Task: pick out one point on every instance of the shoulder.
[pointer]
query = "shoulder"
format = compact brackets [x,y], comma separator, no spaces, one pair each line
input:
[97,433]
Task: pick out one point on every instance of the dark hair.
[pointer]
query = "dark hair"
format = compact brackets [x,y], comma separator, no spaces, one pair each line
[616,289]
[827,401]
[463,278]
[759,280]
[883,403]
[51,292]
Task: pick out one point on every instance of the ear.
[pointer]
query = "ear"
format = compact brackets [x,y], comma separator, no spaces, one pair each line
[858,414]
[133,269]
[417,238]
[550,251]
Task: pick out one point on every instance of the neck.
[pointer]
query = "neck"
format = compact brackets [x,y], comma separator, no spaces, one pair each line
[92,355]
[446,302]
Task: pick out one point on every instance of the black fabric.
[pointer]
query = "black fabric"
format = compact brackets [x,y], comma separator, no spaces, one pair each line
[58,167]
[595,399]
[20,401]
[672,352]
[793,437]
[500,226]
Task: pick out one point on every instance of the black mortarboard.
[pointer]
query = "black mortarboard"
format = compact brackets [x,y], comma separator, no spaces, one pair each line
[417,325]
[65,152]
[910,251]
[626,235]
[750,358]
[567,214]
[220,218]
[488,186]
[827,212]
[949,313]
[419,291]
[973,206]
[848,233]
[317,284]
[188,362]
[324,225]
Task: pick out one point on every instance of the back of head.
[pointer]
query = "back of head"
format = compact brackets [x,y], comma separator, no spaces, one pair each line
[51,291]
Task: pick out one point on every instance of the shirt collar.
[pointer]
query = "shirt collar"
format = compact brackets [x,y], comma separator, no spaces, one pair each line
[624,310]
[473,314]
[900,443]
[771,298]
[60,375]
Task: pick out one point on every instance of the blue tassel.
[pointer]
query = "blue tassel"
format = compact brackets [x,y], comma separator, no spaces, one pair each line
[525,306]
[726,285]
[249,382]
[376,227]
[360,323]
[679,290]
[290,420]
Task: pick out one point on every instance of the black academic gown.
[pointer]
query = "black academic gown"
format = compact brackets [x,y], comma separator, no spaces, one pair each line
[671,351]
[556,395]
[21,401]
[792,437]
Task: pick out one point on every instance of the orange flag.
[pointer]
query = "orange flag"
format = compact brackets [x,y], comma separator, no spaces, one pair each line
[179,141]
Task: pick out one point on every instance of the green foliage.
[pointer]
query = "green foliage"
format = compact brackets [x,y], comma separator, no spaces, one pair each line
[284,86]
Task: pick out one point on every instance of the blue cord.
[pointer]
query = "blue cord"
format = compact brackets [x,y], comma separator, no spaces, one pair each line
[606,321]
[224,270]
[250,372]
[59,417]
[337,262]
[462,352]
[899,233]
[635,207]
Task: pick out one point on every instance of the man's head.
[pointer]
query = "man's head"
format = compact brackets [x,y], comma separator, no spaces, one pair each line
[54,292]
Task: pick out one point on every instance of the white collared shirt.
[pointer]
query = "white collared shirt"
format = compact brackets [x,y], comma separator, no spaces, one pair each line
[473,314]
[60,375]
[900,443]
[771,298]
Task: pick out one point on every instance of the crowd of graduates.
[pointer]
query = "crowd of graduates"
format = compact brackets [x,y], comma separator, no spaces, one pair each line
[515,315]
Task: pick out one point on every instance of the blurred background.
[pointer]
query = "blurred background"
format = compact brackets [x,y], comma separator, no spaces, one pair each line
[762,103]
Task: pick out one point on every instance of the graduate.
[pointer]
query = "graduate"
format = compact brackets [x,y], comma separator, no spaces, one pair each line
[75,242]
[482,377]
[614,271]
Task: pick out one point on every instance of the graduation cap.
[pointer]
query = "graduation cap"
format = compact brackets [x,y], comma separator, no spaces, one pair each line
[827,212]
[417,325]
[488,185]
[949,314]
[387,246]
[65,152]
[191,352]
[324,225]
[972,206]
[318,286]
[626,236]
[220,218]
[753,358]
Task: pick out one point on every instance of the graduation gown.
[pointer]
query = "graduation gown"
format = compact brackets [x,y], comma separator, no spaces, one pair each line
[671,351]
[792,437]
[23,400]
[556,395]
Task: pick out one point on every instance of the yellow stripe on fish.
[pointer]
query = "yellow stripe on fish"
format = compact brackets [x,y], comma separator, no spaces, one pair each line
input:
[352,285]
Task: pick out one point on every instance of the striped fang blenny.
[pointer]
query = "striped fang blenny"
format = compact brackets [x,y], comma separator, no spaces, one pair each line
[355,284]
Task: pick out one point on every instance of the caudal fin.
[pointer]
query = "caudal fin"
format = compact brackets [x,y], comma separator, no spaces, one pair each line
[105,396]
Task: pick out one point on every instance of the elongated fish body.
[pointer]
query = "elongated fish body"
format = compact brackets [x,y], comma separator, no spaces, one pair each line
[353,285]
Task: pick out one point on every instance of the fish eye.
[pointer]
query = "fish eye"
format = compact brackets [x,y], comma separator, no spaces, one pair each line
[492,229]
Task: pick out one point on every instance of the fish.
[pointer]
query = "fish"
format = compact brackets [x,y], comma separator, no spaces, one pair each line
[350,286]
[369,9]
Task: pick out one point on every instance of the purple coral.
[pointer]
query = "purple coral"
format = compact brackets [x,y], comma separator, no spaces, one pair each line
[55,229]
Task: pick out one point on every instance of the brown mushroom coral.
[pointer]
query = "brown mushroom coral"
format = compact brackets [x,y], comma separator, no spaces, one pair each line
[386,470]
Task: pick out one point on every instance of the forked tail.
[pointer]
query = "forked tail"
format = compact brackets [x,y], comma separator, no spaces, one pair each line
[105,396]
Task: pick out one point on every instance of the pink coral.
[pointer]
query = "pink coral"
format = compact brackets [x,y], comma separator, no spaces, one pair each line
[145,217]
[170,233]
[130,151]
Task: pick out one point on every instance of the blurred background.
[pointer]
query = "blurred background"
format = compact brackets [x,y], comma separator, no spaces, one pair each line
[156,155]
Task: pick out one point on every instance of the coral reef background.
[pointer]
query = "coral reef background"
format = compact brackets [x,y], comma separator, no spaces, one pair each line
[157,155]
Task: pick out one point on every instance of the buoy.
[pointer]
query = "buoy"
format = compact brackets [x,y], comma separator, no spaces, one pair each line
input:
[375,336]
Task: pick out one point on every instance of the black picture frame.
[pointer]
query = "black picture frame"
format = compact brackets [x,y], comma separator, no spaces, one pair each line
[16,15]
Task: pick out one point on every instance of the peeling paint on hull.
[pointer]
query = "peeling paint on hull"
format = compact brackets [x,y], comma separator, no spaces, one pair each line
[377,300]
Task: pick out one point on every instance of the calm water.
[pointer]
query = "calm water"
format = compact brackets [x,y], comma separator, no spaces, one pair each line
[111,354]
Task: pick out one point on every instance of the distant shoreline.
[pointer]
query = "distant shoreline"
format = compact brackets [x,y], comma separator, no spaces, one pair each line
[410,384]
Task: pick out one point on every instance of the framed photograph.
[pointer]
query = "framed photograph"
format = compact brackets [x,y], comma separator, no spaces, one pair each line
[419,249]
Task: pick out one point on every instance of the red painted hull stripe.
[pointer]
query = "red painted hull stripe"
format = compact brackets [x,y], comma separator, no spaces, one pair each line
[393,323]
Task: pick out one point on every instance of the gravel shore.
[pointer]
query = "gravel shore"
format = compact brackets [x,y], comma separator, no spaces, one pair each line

◆ ◆ ◆ ◆

**DIRECTIONS FOR THIS TASK:**
Filter the listing above by the word "orange"; copy each line that passes.

**EXERCISE RESPONSE:**
Task: pick out one point on every instance of the orange flag.
query = "orange flag"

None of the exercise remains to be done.